Direction: Could you render the listing below as a JSON list of strings, one string per line, with blank lines left out and the pictures omitted?

════

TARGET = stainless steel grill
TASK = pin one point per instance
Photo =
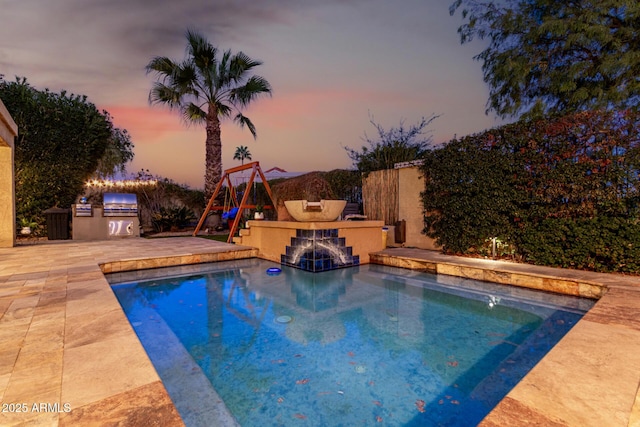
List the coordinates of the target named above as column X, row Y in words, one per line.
column 120, row 204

════

Answer to this task:
[
  "TARGET = stainless steel grill",
  "TASK = pin one point per instance",
  "Photo =",
  "List the coordinates of the target named above as column X, row Y in words, one per line.",
  "column 120, row 204"
]